Items from a dataset

****************

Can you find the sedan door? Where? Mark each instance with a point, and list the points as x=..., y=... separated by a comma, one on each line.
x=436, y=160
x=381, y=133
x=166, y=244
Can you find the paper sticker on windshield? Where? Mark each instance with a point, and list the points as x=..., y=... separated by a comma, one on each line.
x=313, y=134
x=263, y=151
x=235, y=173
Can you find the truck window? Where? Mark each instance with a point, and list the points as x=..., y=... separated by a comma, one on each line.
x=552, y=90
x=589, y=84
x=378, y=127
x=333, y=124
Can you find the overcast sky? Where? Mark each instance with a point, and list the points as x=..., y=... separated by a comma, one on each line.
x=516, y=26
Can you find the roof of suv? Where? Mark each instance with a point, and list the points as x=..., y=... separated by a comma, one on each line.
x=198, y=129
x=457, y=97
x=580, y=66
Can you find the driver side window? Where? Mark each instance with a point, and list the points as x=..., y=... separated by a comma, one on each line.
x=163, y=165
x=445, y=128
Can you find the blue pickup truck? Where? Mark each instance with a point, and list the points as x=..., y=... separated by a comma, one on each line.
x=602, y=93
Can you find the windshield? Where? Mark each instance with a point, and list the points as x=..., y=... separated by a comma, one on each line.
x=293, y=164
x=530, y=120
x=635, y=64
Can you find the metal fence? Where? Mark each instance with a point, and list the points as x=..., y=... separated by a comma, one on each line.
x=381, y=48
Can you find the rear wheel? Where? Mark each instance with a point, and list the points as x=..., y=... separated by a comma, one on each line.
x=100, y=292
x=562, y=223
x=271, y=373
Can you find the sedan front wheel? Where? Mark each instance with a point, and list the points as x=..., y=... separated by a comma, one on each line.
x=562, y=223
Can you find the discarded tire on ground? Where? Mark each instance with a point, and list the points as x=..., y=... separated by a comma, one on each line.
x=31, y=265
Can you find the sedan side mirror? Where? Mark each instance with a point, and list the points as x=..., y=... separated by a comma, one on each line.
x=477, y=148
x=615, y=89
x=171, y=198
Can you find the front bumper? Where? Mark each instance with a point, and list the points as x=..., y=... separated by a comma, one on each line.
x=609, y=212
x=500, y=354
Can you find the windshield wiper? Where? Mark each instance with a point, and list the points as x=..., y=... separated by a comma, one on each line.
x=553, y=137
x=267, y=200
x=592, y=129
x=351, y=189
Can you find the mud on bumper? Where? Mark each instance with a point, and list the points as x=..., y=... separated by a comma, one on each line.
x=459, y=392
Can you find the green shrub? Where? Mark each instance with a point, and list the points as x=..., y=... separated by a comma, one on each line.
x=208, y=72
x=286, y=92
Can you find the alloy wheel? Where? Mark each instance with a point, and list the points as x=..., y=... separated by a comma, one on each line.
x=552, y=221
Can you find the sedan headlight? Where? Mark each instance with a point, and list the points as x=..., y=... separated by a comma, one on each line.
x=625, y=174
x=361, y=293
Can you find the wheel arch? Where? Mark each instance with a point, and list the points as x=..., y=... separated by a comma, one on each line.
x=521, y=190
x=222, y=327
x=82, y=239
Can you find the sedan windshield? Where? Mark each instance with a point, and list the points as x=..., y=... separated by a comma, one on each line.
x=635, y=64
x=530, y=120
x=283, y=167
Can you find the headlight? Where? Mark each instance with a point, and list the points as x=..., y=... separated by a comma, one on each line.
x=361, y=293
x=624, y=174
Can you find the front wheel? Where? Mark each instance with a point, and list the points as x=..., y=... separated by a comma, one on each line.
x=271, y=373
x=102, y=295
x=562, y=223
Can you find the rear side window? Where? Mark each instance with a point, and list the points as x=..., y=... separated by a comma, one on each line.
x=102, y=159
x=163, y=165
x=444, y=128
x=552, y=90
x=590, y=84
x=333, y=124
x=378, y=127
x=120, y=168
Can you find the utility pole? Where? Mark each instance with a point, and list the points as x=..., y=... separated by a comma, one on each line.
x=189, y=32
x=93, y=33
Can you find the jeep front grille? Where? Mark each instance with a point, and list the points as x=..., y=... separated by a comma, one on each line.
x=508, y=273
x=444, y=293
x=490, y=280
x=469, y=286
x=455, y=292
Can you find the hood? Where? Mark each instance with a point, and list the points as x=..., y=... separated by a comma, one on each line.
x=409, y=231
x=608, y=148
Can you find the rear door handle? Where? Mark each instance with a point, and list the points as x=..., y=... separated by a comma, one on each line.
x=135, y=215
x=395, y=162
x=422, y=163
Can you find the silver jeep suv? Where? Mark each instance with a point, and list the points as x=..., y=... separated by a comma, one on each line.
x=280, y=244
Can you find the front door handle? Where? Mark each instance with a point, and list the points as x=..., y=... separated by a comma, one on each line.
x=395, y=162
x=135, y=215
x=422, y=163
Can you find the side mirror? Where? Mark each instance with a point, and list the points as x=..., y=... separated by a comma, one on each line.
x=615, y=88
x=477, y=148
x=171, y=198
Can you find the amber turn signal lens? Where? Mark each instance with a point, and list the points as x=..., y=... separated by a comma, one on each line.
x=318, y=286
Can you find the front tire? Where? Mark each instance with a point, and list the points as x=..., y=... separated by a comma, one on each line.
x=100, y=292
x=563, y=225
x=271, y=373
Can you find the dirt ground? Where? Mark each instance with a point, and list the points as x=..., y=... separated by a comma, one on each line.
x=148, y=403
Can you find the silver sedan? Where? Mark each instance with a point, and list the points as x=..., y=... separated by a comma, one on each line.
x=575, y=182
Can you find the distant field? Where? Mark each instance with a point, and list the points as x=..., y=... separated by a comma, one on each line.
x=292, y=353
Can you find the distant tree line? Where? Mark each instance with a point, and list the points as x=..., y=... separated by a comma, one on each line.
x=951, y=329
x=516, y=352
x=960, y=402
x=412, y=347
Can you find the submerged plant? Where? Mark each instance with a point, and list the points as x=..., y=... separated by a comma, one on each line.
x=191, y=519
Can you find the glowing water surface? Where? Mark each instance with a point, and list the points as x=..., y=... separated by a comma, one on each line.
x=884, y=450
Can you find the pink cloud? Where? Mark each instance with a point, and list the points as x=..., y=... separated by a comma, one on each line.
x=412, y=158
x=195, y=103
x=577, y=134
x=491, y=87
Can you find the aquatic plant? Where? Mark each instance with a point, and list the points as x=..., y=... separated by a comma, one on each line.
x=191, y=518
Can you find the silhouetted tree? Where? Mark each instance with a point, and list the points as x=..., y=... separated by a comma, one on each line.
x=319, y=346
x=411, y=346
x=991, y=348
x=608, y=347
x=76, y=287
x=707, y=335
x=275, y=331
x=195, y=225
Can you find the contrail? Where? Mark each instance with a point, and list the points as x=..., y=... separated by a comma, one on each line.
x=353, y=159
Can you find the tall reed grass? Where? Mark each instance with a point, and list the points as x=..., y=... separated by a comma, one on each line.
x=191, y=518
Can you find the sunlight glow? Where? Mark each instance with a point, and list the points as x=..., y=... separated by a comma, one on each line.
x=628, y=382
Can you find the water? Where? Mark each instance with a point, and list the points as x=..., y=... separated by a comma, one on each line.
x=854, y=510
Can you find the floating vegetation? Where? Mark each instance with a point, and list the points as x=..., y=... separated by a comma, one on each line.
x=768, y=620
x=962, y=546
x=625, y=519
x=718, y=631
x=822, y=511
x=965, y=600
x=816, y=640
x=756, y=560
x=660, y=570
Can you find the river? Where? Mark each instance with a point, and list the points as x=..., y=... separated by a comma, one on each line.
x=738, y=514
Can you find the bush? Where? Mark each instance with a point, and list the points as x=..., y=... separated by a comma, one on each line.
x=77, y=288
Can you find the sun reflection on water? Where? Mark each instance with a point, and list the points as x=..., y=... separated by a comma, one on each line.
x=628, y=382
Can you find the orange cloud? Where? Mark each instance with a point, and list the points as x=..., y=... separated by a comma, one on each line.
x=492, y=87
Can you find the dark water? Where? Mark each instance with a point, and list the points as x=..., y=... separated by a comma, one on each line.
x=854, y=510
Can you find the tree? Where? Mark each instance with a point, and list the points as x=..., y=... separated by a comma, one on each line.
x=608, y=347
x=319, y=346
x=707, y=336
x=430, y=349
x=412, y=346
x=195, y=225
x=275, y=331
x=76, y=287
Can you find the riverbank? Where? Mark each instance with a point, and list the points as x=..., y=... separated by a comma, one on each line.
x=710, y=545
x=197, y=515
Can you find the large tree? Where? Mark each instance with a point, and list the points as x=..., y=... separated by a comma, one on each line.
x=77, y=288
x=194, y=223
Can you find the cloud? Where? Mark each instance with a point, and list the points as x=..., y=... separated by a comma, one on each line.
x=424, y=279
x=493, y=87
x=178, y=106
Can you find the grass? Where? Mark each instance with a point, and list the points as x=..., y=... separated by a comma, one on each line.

****************

▸ Work request
Copy out the lines beginning at the one that contains "Can you find the cloud?". Stop at the final line of the data, and include it.

▸ Exercise answer
Can you find the cloud? Where? Mark each instance with a point, and list the points as x=..., y=... separated by a comma, one on each line.
x=424, y=279
x=493, y=87
x=178, y=106
Can you find the grass? Where? Mark each instance with a point, and list the points as x=..., y=... separated by a comma, one on each line.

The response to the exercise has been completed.